YOUR INSTRUCTIONS — Could you rewrite every line of the data, from the line containing "Where can the diamond" through the end, with each answer's point coordinates multiplied by 1.25 and rounded to whole numbers (halves up)? Keep all other wording, including the sample coordinates in the text, unchanged, and give only those lines.

(Stored data)
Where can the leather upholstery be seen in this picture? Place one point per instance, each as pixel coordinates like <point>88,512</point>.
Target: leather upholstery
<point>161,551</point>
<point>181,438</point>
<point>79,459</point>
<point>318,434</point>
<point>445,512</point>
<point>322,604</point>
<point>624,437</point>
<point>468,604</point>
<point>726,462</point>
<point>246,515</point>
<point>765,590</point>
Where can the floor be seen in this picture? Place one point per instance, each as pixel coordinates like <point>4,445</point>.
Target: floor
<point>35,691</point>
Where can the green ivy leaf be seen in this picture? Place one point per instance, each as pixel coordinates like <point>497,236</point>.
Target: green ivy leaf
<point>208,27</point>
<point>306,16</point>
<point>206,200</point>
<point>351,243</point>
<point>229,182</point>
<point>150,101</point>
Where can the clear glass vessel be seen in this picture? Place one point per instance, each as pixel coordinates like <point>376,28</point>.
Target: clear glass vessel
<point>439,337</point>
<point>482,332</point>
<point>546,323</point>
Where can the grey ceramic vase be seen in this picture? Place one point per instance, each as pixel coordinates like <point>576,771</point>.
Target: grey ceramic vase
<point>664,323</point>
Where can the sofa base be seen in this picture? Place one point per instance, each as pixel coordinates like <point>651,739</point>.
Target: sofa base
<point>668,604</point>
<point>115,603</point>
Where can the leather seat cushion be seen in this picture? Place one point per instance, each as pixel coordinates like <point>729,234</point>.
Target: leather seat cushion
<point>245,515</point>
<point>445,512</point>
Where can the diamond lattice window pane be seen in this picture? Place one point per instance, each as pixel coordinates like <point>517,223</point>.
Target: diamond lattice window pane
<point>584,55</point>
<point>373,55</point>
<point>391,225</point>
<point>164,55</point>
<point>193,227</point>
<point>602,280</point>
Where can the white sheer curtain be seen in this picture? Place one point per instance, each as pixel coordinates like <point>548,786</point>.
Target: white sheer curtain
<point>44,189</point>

SOLUTION BELOW —
Where can the diamond lattice window pane be seen in this picture? Place one point per instance, each as pixel coordinates like <point>517,223</point>.
Target: diamond lattice window pane
<point>730,69</point>
<point>466,69</point>
<point>489,281</point>
<point>205,69</point>
<point>241,284</point>
<point>753,350</point>
Where can the white sheer curtain be seen in this picture? Place one point per instance, each as pixel coordinates like <point>548,786</point>.
Target: white sheer curtain
<point>55,236</point>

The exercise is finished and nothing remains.